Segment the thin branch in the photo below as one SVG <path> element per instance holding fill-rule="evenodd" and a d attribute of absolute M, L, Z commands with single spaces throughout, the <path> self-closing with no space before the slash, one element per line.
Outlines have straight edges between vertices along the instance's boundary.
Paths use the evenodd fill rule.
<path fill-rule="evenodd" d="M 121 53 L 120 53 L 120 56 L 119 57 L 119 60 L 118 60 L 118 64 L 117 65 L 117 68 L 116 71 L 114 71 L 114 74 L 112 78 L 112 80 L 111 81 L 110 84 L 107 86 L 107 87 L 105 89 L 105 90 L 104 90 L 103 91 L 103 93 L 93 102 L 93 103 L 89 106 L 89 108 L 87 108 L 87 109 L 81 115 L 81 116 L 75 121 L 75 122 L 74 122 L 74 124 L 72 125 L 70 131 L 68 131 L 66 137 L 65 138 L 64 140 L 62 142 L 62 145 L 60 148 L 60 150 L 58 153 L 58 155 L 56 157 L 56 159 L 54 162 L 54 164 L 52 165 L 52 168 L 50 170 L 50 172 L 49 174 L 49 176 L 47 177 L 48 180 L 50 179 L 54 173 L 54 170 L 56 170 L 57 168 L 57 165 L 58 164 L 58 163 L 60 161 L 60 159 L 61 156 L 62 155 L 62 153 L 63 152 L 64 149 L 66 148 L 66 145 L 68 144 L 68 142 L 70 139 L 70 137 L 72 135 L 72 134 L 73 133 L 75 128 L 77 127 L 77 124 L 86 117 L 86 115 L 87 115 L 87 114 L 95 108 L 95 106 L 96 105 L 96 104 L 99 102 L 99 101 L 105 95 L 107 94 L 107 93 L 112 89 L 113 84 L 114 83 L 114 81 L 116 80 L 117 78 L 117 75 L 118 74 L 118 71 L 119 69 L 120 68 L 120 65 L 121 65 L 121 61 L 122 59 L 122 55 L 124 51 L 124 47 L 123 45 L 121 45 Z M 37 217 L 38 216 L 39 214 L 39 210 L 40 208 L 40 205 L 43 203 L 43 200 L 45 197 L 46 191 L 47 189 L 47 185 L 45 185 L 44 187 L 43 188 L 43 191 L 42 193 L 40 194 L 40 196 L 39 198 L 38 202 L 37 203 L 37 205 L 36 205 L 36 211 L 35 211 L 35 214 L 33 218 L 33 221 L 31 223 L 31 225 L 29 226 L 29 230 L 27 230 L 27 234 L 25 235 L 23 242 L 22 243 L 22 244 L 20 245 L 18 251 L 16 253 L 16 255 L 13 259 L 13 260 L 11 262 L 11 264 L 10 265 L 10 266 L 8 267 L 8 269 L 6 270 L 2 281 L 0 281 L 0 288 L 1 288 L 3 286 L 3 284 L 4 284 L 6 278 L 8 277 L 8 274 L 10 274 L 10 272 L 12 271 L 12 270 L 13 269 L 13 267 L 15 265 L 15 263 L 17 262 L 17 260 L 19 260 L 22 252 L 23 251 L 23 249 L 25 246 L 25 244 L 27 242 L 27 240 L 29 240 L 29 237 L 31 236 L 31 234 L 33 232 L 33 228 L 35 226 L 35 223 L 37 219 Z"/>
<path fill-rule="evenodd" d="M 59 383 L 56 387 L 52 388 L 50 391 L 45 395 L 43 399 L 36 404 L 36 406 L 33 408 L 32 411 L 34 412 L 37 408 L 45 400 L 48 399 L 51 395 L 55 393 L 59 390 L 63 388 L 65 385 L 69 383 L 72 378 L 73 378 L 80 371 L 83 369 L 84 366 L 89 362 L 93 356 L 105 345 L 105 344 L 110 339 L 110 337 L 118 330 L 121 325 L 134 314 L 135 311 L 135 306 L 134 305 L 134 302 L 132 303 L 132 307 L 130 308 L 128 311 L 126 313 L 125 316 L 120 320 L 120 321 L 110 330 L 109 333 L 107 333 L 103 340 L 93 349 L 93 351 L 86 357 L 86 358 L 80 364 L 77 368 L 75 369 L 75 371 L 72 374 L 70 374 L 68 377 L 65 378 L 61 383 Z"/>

##############################

▶ Énoncé du problème
Modifiez les lignes de tous les items ci-dessus en remplaçant « thin branch » par « slender branch », sans rien changer d'autre.

▶ Résultat obtenu
Segment the slender branch in the photo below as one SVG <path> element per instance holding fill-rule="evenodd" and a d attribute of absolute M, L, Z commands with single spaces throughout, the <path> self-closing with no space before the slash, one element per line.
Outlines have straight edges between vertices along the instance's boundary.
Paths use the evenodd fill rule.
<path fill-rule="evenodd" d="M 121 53 L 120 53 L 120 56 L 119 57 L 119 60 L 118 60 L 118 64 L 117 65 L 117 68 L 116 71 L 114 71 L 114 74 L 112 78 L 112 80 L 111 81 L 110 84 L 107 86 L 107 87 L 105 89 L 105 90 L 104 90 L 103 91 L 103 93 L 93 102 L 93 103 L 89 106 L 89 108 L 87 108 L 87 109 L 81 115 L 81 116 L 75 121 L 75 122 L 74 122 L 74 124 L 72 125 L 70 131 L 68 131 L 66 137 L 65 138 L 64 140 L 62 142 L 62 145 L 60 148 L 60 150 L 58 153 L 58 155 L 56 157 L 56 159 L 54 162 L 54 164 L 52 165 L 52 168 L 50 170 L 50 172 L 49 174 L 49 176 L 47 177 L 48 180 L 50 179 L 54 173 L 54 170 L 56 170 L 57 168 L 57 165 L 58 164 L 58 163 L 60 161 L 60 159 L 61 156 L 62 155 L 62 153 L 63 152 L 64 149 L 66 148 L 66 145 L 68 144 L 68 142 L 70 139 L 70 137 L 72 135 L 72 134 L 73 133 L 75 128 L 77 127 L 77 124 L 86 117 L 86 115 L 87 115 L 87 114 L 95 108 L 95 106 L 96 105 L 96 104 L 99 102 L 99 101 L 105 95 L 107 94 L 107 93 L 112 89 L 113 84 L 114 83 L 114 81 L 116 80 L 117 78 L 117 75 L 118 74 L 118 71 L 119 69 L 120 68 L 120 65 L 121 65 L 121 61 L 122 59 L 122 55 L 124 51 L 124 47 L 123 45 L 121 45 Z M 37 217 L 38 216 L 39 214 L 39 210 L 40 208 L 40 205 L 43 203 L 43 200 L 45 197 L 46 191 L 47 189 L 47 185 L 45 185 L 44 187 L 43 188 L 43 191 L 42 193 L 40 194 L 40 196 L 39 198 L 38 202 L 37 203 L 37 205 L 36 205 L 36 211 L 35 211 L 35 214 L 33 218 L 33 221 L 31 223 L 31 225 L 29 226 L 29 230 L 27 230 L 27 234 L 25 235 L 23 242 L 22 243 L 22 244 L 20 245 L 18 251 L 16 253 L 16 255 L 13 259 L 13 260 L 11 262 L 11 264 L 10 265 L 10 266 L 8 267 L 8 269 L 6 270 L 2 281 L 0 281 L 0 288 L 1 288 L 3 286 L 3 284 L 4 284 L 6 278 L 8 277 L 8 274 L 10 274 L 10 272 L 12 271 L 12 270 L 13 269 L 13 267 L 15 265 L 15 263 L 17 262 L 17 260 L 19 260 L 22 252 L 23 251 L 23 249 L 25 246 L 25 244 L 27 242 L 27 240 L 29 240 L 29 237 L 31 236 L 31 234 L 33 232 L 33 228 L 35 226 L 35 223 L 37 219 Z"/>
<path fill-rule="evenodd" d="M 59 383 L 56 387 L 52 388 L 50 391 L 45 395 L 43 399 L 36 404 L 36 406 L 33 408 L 32 411 L 34 412 L 37 408 L 45 400 L 48 399 L 51 395 L 55 393 L 59 390 L 63 388 L 65 385 L 69 383 L 72 378 L 73 378 L 80 371 L 83 369 L 84 366 L 89 362 L 93 356 L 105 345 L 105 344 L 110 339 L 110 337 L 118 330 L 121 325 L 134 314 L 135 311 L 135 306 L 134 305 L 134 302 L 132 303 L 132 307 L 130 308 L 128 311 L 126 313 L 125 316 L 120 320 L 120 321 L 110 330 L 109 333 L 107 333 L 103 340 L 93 349 L 93 351 L 86 357 L 86 358 L 80 364 L 77 368 L 75 369 L 75 371 L 72 374 L 70 374 L 68 377 L 65 378 L 61 383 Z"/>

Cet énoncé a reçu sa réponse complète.